* _Items listed in a dataset_:
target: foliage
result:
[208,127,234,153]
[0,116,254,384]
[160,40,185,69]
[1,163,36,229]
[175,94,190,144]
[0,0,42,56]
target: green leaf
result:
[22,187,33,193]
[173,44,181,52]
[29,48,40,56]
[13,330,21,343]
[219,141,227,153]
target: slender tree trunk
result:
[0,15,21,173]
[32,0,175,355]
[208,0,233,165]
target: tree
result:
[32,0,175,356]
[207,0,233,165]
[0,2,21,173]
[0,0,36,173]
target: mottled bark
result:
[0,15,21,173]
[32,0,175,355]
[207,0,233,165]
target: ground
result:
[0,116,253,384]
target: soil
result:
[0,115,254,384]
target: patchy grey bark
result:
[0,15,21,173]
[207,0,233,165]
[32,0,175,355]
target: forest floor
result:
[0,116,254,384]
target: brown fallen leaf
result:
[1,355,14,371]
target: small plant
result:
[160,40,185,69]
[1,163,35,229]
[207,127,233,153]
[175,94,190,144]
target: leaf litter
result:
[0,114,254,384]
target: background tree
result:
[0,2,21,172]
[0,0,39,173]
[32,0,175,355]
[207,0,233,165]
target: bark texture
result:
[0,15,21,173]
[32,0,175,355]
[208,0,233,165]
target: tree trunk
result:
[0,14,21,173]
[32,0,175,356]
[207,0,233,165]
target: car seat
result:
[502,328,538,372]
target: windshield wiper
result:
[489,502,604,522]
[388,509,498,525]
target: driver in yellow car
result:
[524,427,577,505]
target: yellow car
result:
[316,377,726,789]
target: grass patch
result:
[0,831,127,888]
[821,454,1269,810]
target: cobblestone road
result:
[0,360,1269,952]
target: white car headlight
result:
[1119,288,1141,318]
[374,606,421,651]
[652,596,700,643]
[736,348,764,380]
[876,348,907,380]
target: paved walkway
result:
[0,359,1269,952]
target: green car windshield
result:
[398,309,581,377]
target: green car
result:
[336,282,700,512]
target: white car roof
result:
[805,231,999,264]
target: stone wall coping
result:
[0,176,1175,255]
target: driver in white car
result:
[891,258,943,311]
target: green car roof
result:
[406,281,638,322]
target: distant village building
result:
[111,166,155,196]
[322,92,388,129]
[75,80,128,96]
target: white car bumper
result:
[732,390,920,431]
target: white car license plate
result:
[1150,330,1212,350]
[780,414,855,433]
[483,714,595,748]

* _Problem_: Reproduce every line of the material above word for word, in the same order.

* _Exercise answer_:
target: foliage
result:
[208,127,234,153]
[0,116,254,384]
[160,40,185,69]
[1,163,36,229]
[175,94,190,144]
[0,0,42,56]
target: green leaf
result:
[22,187,33,193]
[173,44,181,52]
[29,48,40,56]
[13,330,21,343]
[219,141,227,153]
target: slender tree trunk
result:
[0,15,21,173]
[32,0,175,355]
[208,0,233,165]
target: tree
result:
[32,0,175,356]
[207,0,233,165]
[0,2,21,173]
[0,0,36,173]
target: mottled bark
result:
[0,15,21,173]
[32,0,175,355]
[207,0,233,165]
target: ground
result:
[0,116,253,384]
target: soil
result:
[0,115,254,384]
target: patchy grey bark
result:
[0,15,21,173]
[207,0,233,165]
[32,0,175,355]
target: forest floor
result:
[0,116,254,384]
target: brown fallen leaf
result:
[1,355,14,371]
target: small plant
result:
[160,40,185,69]
[1,163,35,229]
[207,127,233,153]
[175,94,190,144]
target: leaf litter
result:
[0,114,254,384]
target: background tree
result:
[0,2,21,172]
[0,0,39,173]
[32,0,175,355]
[207,0,233,165]
target: bark texture
result:
[0,15,21,173]
[32,0,175,355]
[208,0,233,165]
target: tree trunk
result:
[0,14,21,173]
[32,0,175,356]
[207,0,233,165]
target: car seat
result:
[502,328,538,372]
target: windshield wiper
result:
[489,502,604,522]
[388,509,498,525]
target: driver in yellow car
result:
[524,427,577,505]
target: yellow car
result:
[316,377,726,789]
target: grass patch
result:
[0,831,127,888]
[821,454,1269,810]
target: cobblestone road
result:
[0,360,1269,952]
target: white car headlight
result:
[1119,288,1141,318]
[374,606,421,651]
[652,596,700,643]
[736,348,764,380]
[876,348,907,380]
target: paved walkway
result:
[0,359,1269,952]
target: green car windshield
result:
[398,309,581,377]
target: green car
result:
[336,282,700,512]
target: white car roof
result:
[805,231,999,264]
target: stone wall coping
result:
[0,176,1175,255]
target: driver in white car
result:
[891,258,943,311]
target: green car roof
result:
[406,281,638,322]
target: distant village building
result:
[111,166,155,196]
[322,92,388,129]
[75,80,128,96]
target: white car bumper
result:
[732,390,920,431]
target: white car license plate
result:
[1150,330,1212,350]
[780,414,855,433]
[483,714,595,748]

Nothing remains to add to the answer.